(Collected data entries)
-=-=-

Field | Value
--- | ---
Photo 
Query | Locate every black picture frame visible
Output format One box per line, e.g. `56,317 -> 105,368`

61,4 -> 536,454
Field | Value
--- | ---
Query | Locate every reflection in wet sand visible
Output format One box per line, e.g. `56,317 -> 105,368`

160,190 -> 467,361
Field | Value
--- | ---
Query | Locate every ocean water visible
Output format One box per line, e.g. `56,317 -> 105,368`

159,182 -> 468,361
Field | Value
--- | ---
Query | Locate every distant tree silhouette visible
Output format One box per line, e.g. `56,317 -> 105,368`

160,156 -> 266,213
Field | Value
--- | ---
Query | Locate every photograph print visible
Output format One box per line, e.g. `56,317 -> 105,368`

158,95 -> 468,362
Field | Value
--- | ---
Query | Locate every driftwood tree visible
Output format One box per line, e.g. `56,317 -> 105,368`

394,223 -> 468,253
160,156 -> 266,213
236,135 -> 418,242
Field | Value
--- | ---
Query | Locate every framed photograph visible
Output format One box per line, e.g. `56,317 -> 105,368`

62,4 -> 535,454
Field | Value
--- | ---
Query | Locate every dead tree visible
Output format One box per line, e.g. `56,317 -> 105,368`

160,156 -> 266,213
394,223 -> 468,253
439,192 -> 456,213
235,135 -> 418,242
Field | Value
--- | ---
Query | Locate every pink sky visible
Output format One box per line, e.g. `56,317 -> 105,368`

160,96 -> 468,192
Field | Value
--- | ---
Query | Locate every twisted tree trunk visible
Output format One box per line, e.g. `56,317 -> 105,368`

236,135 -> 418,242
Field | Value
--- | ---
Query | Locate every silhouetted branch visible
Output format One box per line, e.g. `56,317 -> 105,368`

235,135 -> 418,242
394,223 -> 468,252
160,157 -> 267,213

-=-=-

* What is asked
Reproduce every line of the records above without any changes.

* The solution
Field | Value
--- | ---
Photo 
Query | Locate every black picture frame visible
Output format One box per line, e.g. `56,317 -> 105,368`

61,4 -> 536,454
Field | Value
--- | ---
Query | Locate every reflection in wet sand visible
Output format One box per line, e.g. `56,317 -> 105,368`

160,190 -> 467,361
Field | Value
--- | ---
Query | Locate every ocean water visible
Output format One box per line, e.g. `56,317 -> 105,368`

159,182 -> 468,361
Field | Value
--- | ---
Query | Locate every distant tree silhouette visible
Output format One box per line, e.g. `56,317 -> 105,368`

160,156 -> 266,213
Field | Value
--- | ---
Query | Locate every photograph print visible
Output format One box per line, e.g. `56,317 -> 105,368`

158,95 -> 468,362
Field | Value
--- | ---
Query | Locate every driftwood tree visible
Output format One box per line, e.g. `56,317 -> 105,368`

394,223 -> 468,253
160,156 -> 266,213
236,135 -> 418,242
Field | Value
--- | ---
Query | Locate every framed photograph visible
Output format One box per line, e.g. `56,317 -> 105,368`

62,4 -> 535,454
Field | Value
--- | ---
Query | Locate every dead tree visible
Output format One box per line, e.g. `56,317 -> 105,368`

160,156 -> 266,213
394,223 -> 468,253
439,192 -> 456,213
235,135 -> 418,242
Field | Value
--- | ---
Query | Locate every pink sky visible
Output format One box per line, e.g. `56,317 -> 105,368`

160,96 -> 468,192
Field | Value
--- | ---
Query | Locate every twisted tree trunk visible
Output format One box per line, e.g. `56,317 -> 105,368`

236,135 -> 418,242
Field | Value
--- | ---
Query | Locate every silhouetted branch visible
Output format One box per line, e.g. `56,317 -> 105,368`

235,135 -> 418,242
394,223 -> 468,252
160,157 -> 267,213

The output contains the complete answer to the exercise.